● The problem: Starting at the line with "the pregnant woman" in it, reproduce each line below through the last one, exactly, and include nothing else.

## START

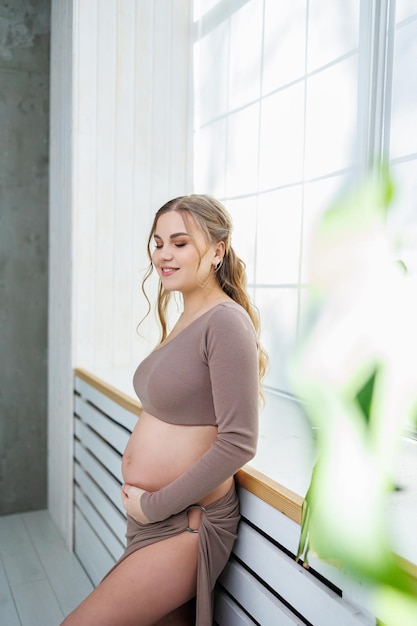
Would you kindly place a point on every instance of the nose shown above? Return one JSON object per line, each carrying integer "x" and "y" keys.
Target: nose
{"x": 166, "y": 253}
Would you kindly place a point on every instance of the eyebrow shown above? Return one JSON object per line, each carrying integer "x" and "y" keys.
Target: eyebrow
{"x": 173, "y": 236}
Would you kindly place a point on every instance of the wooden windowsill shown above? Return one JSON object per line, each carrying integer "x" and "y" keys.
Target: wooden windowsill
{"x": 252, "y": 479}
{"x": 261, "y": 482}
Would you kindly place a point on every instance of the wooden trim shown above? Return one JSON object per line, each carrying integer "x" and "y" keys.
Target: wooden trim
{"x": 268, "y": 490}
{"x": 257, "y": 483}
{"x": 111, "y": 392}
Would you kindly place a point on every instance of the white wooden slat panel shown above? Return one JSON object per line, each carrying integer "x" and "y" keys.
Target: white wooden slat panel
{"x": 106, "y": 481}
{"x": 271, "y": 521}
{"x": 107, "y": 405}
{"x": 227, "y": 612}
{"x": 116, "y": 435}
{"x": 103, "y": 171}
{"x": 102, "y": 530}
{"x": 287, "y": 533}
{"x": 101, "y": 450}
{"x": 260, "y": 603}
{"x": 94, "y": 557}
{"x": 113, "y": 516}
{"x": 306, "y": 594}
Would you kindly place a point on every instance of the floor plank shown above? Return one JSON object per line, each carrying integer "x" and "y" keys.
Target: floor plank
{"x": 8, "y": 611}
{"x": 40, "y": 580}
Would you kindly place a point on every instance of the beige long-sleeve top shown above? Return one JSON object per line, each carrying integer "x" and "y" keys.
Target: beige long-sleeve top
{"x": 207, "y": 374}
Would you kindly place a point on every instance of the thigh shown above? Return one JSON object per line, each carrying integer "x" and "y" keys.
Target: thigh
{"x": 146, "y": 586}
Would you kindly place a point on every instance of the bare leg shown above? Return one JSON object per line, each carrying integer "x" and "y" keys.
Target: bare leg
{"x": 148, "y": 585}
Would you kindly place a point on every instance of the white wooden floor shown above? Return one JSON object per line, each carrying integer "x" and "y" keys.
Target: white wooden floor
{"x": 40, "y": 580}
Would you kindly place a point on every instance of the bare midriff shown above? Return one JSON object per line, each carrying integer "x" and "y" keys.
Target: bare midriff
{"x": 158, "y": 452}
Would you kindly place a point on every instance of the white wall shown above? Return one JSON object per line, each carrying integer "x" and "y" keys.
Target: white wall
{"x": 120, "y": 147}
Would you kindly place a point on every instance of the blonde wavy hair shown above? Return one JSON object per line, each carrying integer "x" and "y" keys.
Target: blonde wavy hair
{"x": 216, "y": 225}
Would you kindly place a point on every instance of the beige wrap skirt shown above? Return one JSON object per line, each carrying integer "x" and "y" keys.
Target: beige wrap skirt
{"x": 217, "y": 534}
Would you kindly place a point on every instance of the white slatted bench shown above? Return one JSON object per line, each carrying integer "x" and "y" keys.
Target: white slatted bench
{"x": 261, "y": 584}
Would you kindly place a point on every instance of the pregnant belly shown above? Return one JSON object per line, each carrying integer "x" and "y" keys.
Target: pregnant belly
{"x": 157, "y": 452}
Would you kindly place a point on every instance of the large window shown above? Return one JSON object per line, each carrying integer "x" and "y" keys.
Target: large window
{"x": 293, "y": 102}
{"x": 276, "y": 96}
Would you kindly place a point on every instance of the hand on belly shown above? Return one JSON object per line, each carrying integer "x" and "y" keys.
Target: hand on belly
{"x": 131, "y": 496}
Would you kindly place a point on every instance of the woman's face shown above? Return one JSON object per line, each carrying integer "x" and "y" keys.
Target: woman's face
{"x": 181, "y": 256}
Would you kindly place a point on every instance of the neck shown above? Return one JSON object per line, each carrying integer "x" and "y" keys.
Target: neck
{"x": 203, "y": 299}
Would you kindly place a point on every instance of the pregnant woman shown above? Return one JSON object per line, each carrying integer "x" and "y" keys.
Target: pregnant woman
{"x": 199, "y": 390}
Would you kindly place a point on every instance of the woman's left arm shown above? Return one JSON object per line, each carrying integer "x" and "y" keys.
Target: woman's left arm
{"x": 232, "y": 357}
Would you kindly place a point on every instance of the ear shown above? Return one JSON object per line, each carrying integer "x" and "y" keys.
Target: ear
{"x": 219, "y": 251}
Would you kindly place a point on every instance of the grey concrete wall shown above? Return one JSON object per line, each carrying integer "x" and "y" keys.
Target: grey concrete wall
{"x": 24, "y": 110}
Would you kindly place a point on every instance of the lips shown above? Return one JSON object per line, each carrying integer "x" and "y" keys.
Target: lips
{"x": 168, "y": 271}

## END

● Task output:
Would you kindly place a point on every instance of the pregnant woman shown above? Return one JSON object per line, each carrying integer "x" and "y" keys.
Target: pregnant woman
{"x": 199, "y": 390}
Would you kindly place a point on every instance of the woman's left arm shown above? Return one JSON object per line, each carrying integer "x" and "y" keys.
Target: woman's left arm
{"x": 232, "y": 357}
Would you kindly place a point on every instance of the ear shown above? Return one JSON object per line, each carrying integer "x" and "y" keys.
Target: ear
{"x": 219, "y": 251}
Would you kindly place a point on every instance of the grey concrete wall shown above? Return one JSON object per line, each carrying integer "x" and "y" keys.
Target: grey concrete wall
{"x": 24, "y": 110}
Would you kindly place a point on every instance of the lips shown above? Return one JSON object per line, each carrying integer "x" and "y" keys.
Target: lips
{"x": 168, "y": 271}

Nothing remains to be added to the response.